(Recorded data)
☆ ☆ ☆ ☆ ☆ ☆ ☆
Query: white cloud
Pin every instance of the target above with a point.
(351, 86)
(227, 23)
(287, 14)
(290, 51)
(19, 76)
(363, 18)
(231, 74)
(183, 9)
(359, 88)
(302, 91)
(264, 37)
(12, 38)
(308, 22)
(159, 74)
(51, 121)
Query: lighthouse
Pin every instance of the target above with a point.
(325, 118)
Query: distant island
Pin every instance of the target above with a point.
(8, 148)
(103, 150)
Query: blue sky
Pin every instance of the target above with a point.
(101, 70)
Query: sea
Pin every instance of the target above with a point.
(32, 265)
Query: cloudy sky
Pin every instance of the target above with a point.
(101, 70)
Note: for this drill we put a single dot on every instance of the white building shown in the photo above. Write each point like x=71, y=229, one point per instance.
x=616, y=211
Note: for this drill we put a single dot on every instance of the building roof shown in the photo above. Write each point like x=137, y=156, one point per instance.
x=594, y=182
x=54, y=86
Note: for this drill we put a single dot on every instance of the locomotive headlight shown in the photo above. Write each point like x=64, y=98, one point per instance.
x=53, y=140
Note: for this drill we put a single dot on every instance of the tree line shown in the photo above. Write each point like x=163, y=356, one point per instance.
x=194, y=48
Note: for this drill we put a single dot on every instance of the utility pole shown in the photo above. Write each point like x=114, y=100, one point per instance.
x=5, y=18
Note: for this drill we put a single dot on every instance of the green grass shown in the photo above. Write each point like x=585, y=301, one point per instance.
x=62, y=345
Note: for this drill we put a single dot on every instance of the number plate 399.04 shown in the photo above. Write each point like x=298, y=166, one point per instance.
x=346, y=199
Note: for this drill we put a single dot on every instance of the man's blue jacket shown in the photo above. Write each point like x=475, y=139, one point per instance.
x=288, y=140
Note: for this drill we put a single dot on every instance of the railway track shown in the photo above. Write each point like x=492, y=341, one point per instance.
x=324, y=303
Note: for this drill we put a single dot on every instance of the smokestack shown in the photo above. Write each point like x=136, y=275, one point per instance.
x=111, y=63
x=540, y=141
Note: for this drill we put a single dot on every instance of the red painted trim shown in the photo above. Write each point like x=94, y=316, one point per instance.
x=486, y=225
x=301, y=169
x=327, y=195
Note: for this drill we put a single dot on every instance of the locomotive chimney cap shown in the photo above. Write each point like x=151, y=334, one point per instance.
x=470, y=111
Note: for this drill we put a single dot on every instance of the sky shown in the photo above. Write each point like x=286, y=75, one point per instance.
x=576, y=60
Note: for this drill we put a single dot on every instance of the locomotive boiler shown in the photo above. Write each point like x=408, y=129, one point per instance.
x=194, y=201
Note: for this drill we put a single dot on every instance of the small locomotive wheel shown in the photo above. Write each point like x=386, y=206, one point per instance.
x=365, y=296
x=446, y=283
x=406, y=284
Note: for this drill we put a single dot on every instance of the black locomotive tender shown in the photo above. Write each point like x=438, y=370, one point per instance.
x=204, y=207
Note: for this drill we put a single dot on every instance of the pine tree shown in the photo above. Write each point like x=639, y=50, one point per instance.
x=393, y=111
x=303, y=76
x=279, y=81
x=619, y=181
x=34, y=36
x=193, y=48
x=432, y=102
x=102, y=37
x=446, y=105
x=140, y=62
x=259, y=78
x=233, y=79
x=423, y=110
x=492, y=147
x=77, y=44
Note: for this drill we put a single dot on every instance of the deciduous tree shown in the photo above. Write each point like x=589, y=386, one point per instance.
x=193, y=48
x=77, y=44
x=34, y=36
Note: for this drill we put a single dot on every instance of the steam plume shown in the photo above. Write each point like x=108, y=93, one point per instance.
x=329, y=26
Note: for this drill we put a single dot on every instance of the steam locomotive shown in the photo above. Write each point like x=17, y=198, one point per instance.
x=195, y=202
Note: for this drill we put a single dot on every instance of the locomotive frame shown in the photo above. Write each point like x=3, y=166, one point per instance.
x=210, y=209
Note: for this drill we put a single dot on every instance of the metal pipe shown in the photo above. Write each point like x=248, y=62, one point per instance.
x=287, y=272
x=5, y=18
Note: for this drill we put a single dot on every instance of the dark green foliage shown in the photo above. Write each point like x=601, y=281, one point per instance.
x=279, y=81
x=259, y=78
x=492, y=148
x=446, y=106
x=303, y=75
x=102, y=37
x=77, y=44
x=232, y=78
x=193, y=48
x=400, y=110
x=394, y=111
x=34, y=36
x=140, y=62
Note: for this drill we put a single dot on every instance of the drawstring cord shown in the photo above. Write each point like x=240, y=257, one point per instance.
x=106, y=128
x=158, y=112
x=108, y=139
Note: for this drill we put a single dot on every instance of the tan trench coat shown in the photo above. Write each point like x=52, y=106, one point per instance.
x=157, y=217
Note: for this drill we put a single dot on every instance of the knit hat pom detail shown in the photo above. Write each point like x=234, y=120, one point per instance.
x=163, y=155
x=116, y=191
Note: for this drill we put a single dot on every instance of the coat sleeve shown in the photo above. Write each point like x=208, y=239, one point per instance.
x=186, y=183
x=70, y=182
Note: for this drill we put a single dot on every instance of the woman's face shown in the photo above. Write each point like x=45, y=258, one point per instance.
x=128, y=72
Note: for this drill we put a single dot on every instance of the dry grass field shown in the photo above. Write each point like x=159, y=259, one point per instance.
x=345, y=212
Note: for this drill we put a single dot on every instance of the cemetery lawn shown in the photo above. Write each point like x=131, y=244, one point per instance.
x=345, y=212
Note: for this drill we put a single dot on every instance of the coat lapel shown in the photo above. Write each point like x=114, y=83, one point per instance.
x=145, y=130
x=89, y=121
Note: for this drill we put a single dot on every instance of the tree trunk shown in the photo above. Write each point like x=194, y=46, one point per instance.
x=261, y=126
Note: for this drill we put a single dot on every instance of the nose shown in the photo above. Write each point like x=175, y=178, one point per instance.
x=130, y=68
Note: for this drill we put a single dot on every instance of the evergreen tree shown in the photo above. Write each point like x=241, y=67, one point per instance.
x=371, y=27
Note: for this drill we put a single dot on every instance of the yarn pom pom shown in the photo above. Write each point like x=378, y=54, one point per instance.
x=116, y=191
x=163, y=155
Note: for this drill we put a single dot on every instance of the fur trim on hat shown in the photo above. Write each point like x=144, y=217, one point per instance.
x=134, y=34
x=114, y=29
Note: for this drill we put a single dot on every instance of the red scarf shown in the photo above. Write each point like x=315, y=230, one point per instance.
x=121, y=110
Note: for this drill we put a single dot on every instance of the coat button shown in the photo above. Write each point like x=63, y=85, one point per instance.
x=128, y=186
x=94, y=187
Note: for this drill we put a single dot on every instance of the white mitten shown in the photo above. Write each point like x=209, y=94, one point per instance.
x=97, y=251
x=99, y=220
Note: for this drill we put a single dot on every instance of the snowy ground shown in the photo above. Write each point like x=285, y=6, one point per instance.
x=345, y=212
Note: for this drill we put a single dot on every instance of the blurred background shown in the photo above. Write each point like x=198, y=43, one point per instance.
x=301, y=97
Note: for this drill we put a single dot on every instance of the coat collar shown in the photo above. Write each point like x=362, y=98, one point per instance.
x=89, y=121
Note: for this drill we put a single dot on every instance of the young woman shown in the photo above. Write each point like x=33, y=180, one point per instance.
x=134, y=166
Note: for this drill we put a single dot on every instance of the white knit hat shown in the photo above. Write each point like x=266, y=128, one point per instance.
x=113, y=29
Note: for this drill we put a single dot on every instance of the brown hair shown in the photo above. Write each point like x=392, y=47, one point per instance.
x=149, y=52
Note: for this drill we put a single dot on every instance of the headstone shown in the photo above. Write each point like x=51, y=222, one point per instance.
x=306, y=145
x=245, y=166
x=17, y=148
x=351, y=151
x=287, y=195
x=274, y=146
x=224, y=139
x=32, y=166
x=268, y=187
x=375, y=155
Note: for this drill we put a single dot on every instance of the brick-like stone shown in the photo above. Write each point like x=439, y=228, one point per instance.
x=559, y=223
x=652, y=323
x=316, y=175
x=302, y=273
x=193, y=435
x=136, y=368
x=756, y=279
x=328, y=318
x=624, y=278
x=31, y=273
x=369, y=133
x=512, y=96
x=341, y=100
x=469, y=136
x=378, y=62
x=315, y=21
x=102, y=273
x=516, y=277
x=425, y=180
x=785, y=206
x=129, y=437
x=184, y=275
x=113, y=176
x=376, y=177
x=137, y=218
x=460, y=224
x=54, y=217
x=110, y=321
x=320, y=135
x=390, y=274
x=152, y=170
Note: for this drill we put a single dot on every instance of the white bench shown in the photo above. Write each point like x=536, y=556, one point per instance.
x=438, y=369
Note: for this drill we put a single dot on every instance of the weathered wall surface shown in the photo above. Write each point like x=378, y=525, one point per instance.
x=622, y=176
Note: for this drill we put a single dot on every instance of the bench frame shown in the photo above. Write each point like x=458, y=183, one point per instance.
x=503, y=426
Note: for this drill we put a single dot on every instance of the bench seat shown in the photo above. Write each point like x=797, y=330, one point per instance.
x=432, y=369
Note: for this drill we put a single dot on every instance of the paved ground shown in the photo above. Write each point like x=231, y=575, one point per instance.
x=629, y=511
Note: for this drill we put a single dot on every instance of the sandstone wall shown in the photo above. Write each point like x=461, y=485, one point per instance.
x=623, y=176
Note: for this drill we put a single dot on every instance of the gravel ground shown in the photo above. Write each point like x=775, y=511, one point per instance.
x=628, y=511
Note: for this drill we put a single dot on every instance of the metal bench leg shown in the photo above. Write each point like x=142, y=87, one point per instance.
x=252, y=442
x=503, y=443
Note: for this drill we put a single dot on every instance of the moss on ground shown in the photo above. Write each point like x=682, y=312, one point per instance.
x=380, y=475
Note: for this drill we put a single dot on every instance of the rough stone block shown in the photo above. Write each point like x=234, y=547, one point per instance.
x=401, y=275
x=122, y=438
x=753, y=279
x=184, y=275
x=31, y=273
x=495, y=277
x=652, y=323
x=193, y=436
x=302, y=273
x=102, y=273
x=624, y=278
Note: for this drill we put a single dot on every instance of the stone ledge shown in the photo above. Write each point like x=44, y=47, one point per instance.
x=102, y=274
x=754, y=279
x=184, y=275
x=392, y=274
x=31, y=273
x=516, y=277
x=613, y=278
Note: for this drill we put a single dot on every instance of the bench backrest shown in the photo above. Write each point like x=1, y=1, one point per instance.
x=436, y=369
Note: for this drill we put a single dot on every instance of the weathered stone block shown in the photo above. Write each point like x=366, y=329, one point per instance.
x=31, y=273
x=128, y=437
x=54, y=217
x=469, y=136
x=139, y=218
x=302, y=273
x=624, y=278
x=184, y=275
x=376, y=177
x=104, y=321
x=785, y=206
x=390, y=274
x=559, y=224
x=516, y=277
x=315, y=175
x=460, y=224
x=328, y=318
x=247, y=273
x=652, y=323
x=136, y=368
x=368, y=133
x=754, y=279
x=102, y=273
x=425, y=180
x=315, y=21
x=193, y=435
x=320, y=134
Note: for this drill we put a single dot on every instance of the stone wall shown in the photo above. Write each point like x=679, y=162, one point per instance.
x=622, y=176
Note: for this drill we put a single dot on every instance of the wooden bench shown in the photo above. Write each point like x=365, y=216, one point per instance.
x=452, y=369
☆ ☆ ☆ ☆ ☆ ☆ ☆
WHAT YOU SHOULD DO: Please output an exact copy of the lines above, from the opening line of the data down to the line that contains "Query: distant island".

RESULT:
Query: white cloud
Pin every instance of the target above with a point.
(351, 86)
(227, 23)
(287, 14)
(290, 51)
(19, 76)
(363, 18)
(231, 74)
(183, 9)
(359, 88)
(302, 91)
(264, 37)
(12, 38)
(308, 22)
(159, 74)
(51, 121)
Query: lighthouse
Pin every instance of the target above with a point.
(325, 118)
Query: distant island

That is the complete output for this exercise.